### EXERCISE DETAILS
The entries below need to be written out exactly, with no pictures included.

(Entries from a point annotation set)
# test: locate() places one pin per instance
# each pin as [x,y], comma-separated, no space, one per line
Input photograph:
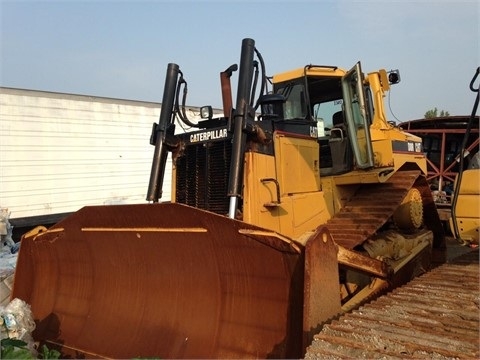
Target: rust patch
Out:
[433,316]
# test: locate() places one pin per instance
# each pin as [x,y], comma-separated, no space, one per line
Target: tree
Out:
[433,113]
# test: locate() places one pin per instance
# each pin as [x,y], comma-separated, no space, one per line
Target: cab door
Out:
[357,117]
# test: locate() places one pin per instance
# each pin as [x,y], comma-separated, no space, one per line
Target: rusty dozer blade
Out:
[171,281]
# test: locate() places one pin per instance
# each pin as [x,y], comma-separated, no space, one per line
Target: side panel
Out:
[163,281]
[297,164]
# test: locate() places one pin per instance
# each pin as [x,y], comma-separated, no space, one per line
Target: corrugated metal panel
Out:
[435,316]
[60,152]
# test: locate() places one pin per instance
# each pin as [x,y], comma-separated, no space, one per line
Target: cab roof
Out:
[309,70]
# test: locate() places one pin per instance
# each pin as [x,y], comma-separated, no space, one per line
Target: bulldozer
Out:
[299,204]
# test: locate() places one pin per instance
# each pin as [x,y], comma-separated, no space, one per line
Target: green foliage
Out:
[15,349]
[46,353]
[433,113]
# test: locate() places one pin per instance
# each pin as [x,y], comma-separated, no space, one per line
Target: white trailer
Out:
[60,152]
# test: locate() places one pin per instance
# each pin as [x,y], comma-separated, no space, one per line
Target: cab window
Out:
[295,104]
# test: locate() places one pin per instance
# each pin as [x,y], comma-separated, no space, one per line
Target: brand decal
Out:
[208,135]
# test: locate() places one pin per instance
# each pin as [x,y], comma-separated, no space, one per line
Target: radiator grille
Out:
[202,176]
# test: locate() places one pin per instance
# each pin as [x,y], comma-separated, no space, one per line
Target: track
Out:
[434,316]
[373,205]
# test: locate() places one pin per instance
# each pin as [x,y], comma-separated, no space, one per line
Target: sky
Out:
[121,49]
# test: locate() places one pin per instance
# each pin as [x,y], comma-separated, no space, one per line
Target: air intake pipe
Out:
[159,132]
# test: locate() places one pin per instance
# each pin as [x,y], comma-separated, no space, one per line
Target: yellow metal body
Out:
[294,206]
[467,209]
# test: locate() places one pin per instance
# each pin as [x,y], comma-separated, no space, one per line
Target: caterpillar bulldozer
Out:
[277,224]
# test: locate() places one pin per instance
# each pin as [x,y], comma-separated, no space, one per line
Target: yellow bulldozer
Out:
[299,204]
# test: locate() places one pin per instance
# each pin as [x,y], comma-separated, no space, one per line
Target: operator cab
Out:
[335,102]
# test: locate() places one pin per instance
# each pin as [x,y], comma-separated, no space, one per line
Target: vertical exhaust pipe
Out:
[158,135]
[240,116]
[227,89]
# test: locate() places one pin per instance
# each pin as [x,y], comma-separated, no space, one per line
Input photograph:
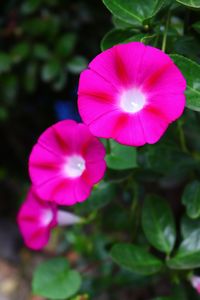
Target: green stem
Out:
[164,42]
[108,146]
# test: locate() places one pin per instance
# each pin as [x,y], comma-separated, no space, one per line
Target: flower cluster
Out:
[130,93]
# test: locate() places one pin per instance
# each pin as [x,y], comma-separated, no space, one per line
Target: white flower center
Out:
[74,166]
[46,217]
[132,100]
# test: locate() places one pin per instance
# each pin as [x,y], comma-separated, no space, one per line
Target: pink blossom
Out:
[131,93]
[66,162]
[195,281]
[36,219]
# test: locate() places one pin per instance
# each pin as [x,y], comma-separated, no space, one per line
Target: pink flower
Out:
[195,281]
[131,93]
[36,219]
[66,162]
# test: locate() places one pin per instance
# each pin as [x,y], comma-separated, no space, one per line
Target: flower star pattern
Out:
[131,93]
[66,162]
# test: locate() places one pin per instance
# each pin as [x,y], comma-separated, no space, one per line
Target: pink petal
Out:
[30,218]
[96,96]
[131,133]
[154,124]
[94,172]
[48,163]
[170,105]
[59,137]
[59,190]
[43,164]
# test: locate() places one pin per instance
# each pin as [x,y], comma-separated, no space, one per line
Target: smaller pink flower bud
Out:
[36,219]
[195,281]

### RESPONSE
# test: locate() places one pin per instance
# each pin as [x,y], comma-separated, no space, one per line
Input photograph:
Target: rust patch
Out:
[433,316]
# test: locate() places one pin per instance
# each pin as [x,y], comma-separated, no space, one per line
Target: tree
Out:
[433,113]
# test: locate() places one pin per instance
# each pin as [x,y], comma-separated, no space, one per line
Target: cab door
Out:
[357,117]
# test: locate() places one pin per instance
# each pin as [x,y], comma-separated, no space, one per line
Target: rusty dozer blade
Out:
[171,281]
# test: locate() places one pin per instance
# each pin as [x,y], comma-separated, no space, one per line
Target: side panel
Out:
[163,281]
[297,164]
# test: locate() places one pin per instance
# each pin as [x,y], comma-separated, no space, one per line
Target: corrugated metal panel
Out:
[435,316]
[60,152]
# test: locate() places one pin per instance
# each pin as [x,y], comma-separated, no space, one per line
Target: cab roof
Out:
[309,70]
# test: locate() places one pin per instance
# each pin as [x,y], comma-separated, no space, one per line
Target: bulldozer
Out:
[299,204]
# test: locate() places one pin per instance
# each pin as [x,y], comma-separated, no space, one per line
Target: green foliage
Out:
[15,349]
[46,353]
[433,113]
# test: locate() places one pin per instance
# each pin as [x,y], comma-separated, no space, one per line
Target: white trailer
Out:
[60,152]
# test: locate() places one pin per instance
# each pin as [x,y], comma-separated, no space, one per line
Target: cab window
Out:
[295,104]
# test: locate() places one pin per instance
# each pin as [x,y], comma-separated, no space, one per line
Target: brand decal
Out:
[208,135]
# test: locate() places one pin per instance
# each pin as [x,y], comma-separated, no space, one per line
Target: radiator grille
Out:
[202,176]
# test: locate() places one pin per instance
# each pin as [x,y], comma-separated, no space, one per line
Target: track
Out:
[434,316]
[373,205]
# test: locate() places one pin per instance
# each pin as [x,y], comma-separated, no space, one per line
Target: sky
Out:
[121,49]
# test: locate() places one pin per instance
# each pin as [x,y], comma-separated, no space, one per line
Target: air intake pipe
Out:
[159,132]
# test: locate() places one pin per instance
# each pin as [x,y], comma-separated, no space, one per line
Target: yellow metal body
Out:
[294,206]
[467,209]
# test: locate() places one pin per instance
# each pin as [x,y], comma-separated, no space, one per line
Target: caterpillar bulldozer
Out:
[277,224]
# test: locate() places one pin per instance
# each pin as [x,y], comma-separated, no space, one per line
Target: yellow bulldozer
Out:
[299,204]
# test: locate() places one pin per instance
# each pin as [x,y], comma-separated, no space, one per line
Target: operator cab
Out:
[335,102]
# test: locate() places one pin per instance
# each pin as [x,y], comma-separated, no space, one per line
Target: vertical exhaust pipe
Out:
[158,135]
[240,116]
[227,89]
# test: locate() places one pin per instance
# each pin as [x,y], comma-separated, no space, one per line
Input photograph:
Target: green stem
Out:
[164,42]
[108,146]
# test: locate() places one pin per instance
# each pin as [x,y], comma-separated, no space, one per line
Target: flower cluster
Out:
[130,93]
# test: locate() places one pin per instance
# each pin as [x,y], comma-separated, no space, one per line
Target: white flower center
Out:
[74,166]
[46,217]
[132,100]
# test: locate() places one pin per instance
# each pin as [x,y], comma-separated, no space, one per line
Target: pink blossom
Out:
[131,93]
[66,162]
[195,281]
[36,219]
# test: locate() places one pin per instance
# each pin as [x,y], comma-separated, no space, one per line
Target: pink flower
Out:
[195,281]
[131,93]
[36,219]
[66,162]
# test: locate() places one pin per instance
# each pin as [x,y], comma-separated, no space, one per line
Target: flower star pattern
Out:
[131,93]
[66,162]
# test: locate() places one pin per instance
# each pin as [x,y], comma-separated, no space, one per line
Target: pink petal
Out:
[30,218]
[96,96]
[131,133]
[154,124]
[94,172]
[48,163]
[170,105]
[59,137]
[59,190]
[43,164]
# test: locate() places one pin per instance
# each pin as [x,y], comma-separated, no space, one per line
Target: smaller pink flower bud
Out:
[36,219]
[195,281]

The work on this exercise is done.